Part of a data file
☆ ☆ ☆

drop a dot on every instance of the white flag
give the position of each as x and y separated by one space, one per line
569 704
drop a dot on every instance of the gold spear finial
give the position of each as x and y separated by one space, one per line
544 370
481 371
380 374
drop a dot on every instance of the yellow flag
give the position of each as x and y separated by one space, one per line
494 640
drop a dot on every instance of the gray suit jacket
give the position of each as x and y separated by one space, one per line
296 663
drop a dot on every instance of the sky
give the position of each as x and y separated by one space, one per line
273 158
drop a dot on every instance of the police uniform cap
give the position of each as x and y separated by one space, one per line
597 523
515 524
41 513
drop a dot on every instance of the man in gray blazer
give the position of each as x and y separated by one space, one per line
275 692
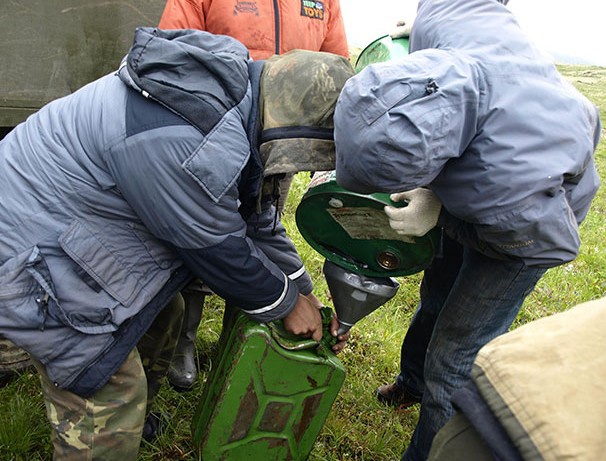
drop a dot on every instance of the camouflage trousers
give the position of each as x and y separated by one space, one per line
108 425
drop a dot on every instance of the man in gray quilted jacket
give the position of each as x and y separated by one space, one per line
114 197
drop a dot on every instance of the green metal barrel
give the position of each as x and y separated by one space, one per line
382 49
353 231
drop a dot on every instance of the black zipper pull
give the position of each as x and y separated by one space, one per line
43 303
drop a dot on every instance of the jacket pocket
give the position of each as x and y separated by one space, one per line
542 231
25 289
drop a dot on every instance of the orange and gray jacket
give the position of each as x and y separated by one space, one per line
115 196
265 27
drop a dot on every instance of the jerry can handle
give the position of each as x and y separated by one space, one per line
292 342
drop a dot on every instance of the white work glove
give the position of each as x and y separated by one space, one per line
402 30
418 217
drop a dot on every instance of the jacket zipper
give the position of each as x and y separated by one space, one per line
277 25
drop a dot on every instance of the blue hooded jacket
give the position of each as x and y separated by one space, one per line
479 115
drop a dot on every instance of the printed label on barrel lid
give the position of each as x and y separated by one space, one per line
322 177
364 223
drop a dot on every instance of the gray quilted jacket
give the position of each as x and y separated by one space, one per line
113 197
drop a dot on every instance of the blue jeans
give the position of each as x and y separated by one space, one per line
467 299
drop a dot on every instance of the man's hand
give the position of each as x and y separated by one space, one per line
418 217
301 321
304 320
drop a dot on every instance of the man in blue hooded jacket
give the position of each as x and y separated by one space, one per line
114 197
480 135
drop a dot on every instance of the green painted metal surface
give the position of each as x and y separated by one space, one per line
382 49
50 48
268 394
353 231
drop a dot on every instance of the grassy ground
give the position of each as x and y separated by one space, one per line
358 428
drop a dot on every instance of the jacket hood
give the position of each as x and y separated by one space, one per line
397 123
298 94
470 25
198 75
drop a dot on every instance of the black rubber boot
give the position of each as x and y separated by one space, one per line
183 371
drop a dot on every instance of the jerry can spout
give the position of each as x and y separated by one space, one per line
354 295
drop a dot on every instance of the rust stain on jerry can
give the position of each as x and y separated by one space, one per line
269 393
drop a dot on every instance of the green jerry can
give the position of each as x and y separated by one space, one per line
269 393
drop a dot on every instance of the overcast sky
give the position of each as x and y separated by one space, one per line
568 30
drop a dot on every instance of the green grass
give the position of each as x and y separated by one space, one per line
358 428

☆ ☆ ☆

Please turn the lines of the material above, starting with the line containing "drop a dot on every instance of the jerry can spout" and going on through the final line, into a Markdown table with the columns Row and Text, leaving out any blank lines.

EXERCISE RESULT:
| Row | Text |
|---|---|
| 1 | drop a dot on every instance of the jerry can spout |
| 2 | give the position of each as x and y separated by one space, one per line |
| 3 | 354 295 |
| 4 | drop a dot on every instance of the rust stain on jerry can |
| 5 | give the position of each as x and y separated by one space, one per line |
| 6 | 269 393 |
| 7 | drop a dot on every instance of the green jerry can |
| 8 | give the position of each as x and y separated by one space, one per line |
| 9 | 269 393 |
| 10 | drop a dot on every instance of the overcast sky |
| 11 | give the position of each as x and y separated by one space, one per line |
| 12 | 568 30 |
| 13 | drop a dot on every instance of the green grass |
| 14 | give the position of each as x and y separated by one space, one per line |
| 15 | 358 428 |